▶ TASK TO COMPLETE: Please rewrite the items starting with the line containing "Place a point on every instance of the grey" and going on through the end of the Source data, replacing "grey horse" with "white horse" and keeping everything else unchanged. Leave the pictures out of your answer.

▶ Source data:
*-*-*

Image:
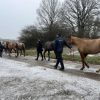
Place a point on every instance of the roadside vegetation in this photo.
(92, 60)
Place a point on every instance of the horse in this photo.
(12, 45)
(85, 47)
(48, 46)
(21, 46)
(4, 45)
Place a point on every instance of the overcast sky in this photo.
(15, 15)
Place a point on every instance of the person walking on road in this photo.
(1, 49)
(39, 50)
(58, 49)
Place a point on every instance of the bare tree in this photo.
(29, 35)
(79, 15)
(48, 17)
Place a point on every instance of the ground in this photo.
(23, 78)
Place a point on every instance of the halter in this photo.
(71, 57)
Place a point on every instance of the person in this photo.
(58, 49)
(42, 40)
(39, 50)
(1, 49)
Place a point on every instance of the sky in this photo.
(15, 15)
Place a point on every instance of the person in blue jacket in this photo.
(39, 50)
(1, 49)
(58, 49)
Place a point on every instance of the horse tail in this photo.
(17, 47)
(23, 47)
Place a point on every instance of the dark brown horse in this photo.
(21, 47)
(85, 47)
(48, 46)
(12, 45)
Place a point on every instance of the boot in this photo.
(55, 67)
(42, 59)
(36, 59)
(61, 69)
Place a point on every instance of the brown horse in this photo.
(12, 45)
(85, 47)
(21, 46)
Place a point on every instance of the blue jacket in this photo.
(59, 43)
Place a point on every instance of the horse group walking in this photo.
(85, 46)
(9, 46)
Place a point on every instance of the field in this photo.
(23, 78)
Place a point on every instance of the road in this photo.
(74, 70)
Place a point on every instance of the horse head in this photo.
(70, 41)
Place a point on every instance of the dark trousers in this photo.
(59, 59)
(0, 53)
(38, 54)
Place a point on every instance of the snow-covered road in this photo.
(19, 81)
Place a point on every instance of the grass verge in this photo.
(92, 60)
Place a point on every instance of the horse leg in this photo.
(48, 55)
(83, 62)
(98, 71)
(15, 53)
(44, 54)
(10, 52)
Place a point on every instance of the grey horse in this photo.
(48, 46)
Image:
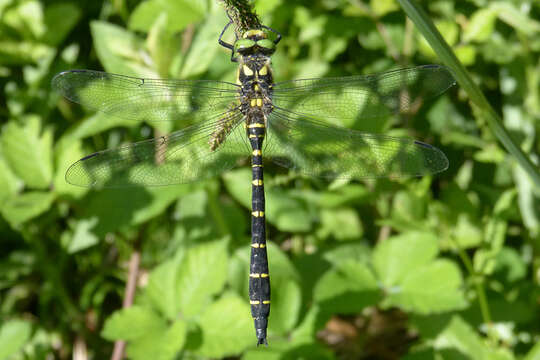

*-*-*

▶ RESULT FOR THIS TASK:
Place a point on every instance of the white horse in this photo.
(48, 46)
Image:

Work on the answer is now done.